Region pointing data
Segment Open

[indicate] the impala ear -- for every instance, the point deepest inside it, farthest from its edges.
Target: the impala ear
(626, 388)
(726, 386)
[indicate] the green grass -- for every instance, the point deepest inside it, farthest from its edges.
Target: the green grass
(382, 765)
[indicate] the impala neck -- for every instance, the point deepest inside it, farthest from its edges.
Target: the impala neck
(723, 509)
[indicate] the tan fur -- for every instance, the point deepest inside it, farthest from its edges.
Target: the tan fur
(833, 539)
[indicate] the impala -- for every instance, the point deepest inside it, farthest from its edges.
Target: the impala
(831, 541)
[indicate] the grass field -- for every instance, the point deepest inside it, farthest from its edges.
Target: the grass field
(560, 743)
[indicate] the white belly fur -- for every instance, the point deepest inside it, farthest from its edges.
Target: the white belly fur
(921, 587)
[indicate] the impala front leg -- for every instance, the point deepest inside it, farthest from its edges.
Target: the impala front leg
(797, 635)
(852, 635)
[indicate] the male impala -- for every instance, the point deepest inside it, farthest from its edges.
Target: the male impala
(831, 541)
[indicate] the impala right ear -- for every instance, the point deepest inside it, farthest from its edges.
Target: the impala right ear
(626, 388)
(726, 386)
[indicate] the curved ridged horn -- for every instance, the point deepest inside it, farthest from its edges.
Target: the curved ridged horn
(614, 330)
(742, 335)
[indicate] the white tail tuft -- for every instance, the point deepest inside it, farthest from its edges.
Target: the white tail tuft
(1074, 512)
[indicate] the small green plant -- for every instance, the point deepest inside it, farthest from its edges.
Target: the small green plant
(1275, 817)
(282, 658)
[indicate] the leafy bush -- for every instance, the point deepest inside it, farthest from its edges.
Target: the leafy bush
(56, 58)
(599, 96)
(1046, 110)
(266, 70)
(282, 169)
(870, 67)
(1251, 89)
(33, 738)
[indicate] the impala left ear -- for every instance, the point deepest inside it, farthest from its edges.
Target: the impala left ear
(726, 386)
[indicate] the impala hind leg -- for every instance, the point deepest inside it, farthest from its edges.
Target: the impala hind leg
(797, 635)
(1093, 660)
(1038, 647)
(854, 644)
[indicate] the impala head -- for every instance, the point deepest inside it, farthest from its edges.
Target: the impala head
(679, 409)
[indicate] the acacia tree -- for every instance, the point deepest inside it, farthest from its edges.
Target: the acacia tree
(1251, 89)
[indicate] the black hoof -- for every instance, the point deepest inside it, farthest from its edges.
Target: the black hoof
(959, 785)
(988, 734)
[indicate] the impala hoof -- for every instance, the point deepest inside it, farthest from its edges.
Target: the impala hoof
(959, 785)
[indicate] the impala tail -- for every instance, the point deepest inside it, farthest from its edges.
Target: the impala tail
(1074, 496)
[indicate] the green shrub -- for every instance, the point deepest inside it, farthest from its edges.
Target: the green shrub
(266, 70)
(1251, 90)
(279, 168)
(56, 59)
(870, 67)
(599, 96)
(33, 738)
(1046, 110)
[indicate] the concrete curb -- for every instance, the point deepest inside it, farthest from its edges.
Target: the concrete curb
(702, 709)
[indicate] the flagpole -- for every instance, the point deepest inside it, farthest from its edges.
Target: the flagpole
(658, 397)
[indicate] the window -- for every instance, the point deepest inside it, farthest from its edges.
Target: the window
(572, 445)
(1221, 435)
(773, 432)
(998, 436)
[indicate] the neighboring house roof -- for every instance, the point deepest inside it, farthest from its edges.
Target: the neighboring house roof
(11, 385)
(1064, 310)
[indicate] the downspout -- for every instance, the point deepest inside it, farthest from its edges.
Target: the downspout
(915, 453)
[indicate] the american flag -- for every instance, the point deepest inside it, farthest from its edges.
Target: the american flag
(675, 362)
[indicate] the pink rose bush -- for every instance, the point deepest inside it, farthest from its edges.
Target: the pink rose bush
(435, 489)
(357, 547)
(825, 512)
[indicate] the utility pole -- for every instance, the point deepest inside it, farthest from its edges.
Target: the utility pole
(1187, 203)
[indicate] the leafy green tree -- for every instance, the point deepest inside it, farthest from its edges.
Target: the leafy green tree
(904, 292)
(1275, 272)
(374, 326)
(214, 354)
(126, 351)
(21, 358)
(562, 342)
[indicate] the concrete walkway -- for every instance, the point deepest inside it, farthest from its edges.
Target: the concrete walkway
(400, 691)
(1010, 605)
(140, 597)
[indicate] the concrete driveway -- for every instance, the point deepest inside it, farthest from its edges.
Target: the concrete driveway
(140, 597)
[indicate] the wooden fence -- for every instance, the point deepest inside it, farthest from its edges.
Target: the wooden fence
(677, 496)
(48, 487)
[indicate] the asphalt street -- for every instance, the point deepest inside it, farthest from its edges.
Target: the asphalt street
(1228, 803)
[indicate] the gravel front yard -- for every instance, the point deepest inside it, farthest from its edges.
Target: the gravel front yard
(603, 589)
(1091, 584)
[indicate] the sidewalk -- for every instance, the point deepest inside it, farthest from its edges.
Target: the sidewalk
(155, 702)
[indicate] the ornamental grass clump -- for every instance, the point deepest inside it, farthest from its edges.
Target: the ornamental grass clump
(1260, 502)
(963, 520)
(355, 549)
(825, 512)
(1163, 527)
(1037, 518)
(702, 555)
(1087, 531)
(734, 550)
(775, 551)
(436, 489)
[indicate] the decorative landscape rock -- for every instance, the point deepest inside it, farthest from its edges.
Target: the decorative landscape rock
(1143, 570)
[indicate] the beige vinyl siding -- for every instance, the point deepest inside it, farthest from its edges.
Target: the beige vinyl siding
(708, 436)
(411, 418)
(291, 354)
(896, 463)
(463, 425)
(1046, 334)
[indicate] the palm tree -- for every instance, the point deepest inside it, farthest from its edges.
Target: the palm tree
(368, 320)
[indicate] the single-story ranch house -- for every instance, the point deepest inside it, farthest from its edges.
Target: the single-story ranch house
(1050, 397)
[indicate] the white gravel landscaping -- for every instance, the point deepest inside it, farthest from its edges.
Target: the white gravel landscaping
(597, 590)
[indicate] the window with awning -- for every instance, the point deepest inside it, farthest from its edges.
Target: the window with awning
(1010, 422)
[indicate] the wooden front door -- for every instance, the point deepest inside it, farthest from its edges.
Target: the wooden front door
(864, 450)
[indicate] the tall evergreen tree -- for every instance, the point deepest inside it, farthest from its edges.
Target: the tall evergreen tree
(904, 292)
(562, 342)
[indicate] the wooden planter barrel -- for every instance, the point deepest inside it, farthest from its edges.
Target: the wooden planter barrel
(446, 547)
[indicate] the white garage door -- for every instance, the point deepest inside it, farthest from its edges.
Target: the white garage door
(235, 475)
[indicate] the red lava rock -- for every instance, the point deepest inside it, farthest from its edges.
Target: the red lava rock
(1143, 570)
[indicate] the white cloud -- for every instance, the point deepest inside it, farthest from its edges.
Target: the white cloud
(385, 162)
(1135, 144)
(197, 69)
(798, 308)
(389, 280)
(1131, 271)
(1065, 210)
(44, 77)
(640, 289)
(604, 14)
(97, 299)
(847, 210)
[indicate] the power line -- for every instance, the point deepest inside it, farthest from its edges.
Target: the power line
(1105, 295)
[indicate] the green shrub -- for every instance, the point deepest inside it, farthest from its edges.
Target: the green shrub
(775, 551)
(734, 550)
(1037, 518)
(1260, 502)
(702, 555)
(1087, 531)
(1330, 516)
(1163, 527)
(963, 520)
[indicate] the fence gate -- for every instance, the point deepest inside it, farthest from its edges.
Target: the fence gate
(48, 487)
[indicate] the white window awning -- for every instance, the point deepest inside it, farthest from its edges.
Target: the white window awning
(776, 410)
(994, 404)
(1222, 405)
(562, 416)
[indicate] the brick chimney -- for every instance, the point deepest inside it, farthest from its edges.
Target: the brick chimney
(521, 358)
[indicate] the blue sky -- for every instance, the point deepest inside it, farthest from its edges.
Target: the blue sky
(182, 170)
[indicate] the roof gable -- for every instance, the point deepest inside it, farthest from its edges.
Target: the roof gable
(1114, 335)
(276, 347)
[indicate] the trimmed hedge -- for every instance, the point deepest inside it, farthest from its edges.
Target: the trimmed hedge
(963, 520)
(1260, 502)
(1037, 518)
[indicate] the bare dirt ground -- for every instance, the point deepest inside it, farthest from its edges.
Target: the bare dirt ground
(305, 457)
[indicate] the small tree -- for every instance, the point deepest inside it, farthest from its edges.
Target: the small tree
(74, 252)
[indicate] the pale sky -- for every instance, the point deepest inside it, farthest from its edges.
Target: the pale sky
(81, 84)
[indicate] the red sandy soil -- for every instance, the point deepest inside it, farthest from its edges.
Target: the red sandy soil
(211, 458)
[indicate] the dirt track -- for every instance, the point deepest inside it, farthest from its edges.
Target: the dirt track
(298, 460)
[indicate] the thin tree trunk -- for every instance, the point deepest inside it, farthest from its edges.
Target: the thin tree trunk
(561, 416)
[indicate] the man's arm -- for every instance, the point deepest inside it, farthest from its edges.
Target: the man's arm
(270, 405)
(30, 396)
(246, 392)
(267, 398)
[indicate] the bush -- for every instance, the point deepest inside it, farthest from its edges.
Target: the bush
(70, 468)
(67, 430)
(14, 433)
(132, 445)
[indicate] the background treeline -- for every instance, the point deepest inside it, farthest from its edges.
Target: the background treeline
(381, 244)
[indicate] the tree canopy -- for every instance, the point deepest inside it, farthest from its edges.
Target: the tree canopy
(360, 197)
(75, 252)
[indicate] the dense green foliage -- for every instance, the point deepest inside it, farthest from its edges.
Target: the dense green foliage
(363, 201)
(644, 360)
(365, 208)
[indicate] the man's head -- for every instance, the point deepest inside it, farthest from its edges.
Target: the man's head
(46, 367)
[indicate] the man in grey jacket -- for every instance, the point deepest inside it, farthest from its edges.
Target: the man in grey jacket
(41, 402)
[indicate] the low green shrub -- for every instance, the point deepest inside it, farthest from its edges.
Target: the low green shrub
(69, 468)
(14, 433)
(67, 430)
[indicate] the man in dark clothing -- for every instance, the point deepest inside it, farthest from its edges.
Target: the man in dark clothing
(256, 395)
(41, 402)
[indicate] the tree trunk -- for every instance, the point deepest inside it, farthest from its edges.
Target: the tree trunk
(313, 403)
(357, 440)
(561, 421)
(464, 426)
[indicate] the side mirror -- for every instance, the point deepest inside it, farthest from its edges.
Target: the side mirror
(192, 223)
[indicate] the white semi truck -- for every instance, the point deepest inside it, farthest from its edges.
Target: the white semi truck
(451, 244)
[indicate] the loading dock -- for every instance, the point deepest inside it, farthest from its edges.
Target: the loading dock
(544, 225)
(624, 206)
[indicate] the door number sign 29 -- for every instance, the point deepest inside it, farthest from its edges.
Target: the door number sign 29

Segment Closed

Scan the data for lines containing "number" and copy all of them.

#### Written reply
[indicate] the door number sign 29 -- for every instance, the point deepest inside it, farthest from its edges.
Target: the door number sign 29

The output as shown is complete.